### Texto de la página
____
La edad
de la razón
Se entiende la escritura imaginativa como algo sutilmente misterioso. De hecho
es muy misteriosa. Gran parte del trabajo se hace por debajo de la ciudadela
de la conciencia, sin intervención de la razón. Cuando los novelistas
fueron a los diarios para escribir sobre el 11 de septiembre, hubo un rumor
que indicaba que se veían obligados a despertar de sus sueños
solipsísticos: tenían que ocuparse, lo mejor que pudieran, de
la vida real. La política alguna vez definida como lo que
está pasando de pronto llenaba el cielo. Es verdad: los novelistas
no suelen escribir sobre lo que está pasando; escriben sobre lo que no
está pasando. Pero los mundos de la imaginación aspiran a dar
forma, marcar y apuntar moralmente el reino de este mundo. Una novela es una
tarea racional; es la razón jugando, quizá, pero aun así
es razón.
____
Reescribe como una lista breve el párrafo del texto sobre la escritura imaginativa que empieza con «Se entiende la escritura imaginativa» y conserva sus datos principales. El material procede de otra fuente.

### Datos registrados
____
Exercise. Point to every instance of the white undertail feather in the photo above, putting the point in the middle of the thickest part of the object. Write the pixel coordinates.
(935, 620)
____
### Respuesta
- La escritura imaginativa se considera misteriosa, y de hecho lo es: gran parte del trabajo ocurre por debajo de la conciencia, sin intervención de la razón.
- Cuando los novelistas escribieron en los diarios sobre el 11 de septiembre, corrió el rumor de que debían despertar de sus sueños solipsísticos y ocuparse de la vida real.
- La política, definida alguna vez como lo que está pasando, de pronto llenaba el cielo.
- Los novelistas no suelen escribir sobre lo que está pasando, sino sobre lo que no está pasando.
- Aun así, los mundos de la imaginación aspiran a dar forma, marcar y apuntar moralmente el reino de este mundo.
- Una novela es una tarea racional: quizá sea la razón jugando, pero sigue siendo razón.